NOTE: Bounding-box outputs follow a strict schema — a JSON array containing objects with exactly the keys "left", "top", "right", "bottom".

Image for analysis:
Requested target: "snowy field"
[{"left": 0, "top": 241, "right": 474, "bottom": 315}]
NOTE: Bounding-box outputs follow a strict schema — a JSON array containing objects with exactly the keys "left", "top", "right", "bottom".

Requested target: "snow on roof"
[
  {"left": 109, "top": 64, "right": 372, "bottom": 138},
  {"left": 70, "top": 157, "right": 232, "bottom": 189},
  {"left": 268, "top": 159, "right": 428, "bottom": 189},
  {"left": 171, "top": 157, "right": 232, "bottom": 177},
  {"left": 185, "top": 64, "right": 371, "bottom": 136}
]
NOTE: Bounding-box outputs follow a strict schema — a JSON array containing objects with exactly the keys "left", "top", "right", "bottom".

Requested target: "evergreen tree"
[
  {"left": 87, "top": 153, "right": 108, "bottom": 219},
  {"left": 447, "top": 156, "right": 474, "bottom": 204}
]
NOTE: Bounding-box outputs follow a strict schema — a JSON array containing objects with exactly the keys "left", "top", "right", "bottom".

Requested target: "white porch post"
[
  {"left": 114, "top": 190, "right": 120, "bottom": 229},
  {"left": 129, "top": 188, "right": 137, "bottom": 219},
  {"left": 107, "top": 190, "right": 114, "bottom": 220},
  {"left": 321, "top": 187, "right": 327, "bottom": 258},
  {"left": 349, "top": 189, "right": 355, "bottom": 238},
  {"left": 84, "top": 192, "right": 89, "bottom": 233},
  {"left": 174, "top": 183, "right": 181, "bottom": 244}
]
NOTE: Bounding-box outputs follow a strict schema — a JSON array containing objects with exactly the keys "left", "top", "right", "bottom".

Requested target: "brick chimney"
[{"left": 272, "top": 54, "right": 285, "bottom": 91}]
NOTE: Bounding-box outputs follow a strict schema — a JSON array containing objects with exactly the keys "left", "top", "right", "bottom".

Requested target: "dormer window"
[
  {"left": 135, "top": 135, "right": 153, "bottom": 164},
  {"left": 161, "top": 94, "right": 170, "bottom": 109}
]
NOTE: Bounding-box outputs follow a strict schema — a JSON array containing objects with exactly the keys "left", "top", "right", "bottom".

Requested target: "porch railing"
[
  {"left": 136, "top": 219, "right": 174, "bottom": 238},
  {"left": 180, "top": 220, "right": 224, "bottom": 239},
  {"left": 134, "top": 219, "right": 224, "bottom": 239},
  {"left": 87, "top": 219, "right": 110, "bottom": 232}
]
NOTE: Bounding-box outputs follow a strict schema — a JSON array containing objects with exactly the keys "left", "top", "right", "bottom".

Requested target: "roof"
_ _ _ _
Written request: Find every line in the records that contains the word "target" and copy each one.

Solved problem:
Requested target: "snowy field"
Requested target: "snow on roof"
Requested target: "evergreen tree"
Requested target: "white porch post"
Requested target: "brick chimney"
Requested target: "dormer window"
Requested target: "porch railing"
Requested target: "roof"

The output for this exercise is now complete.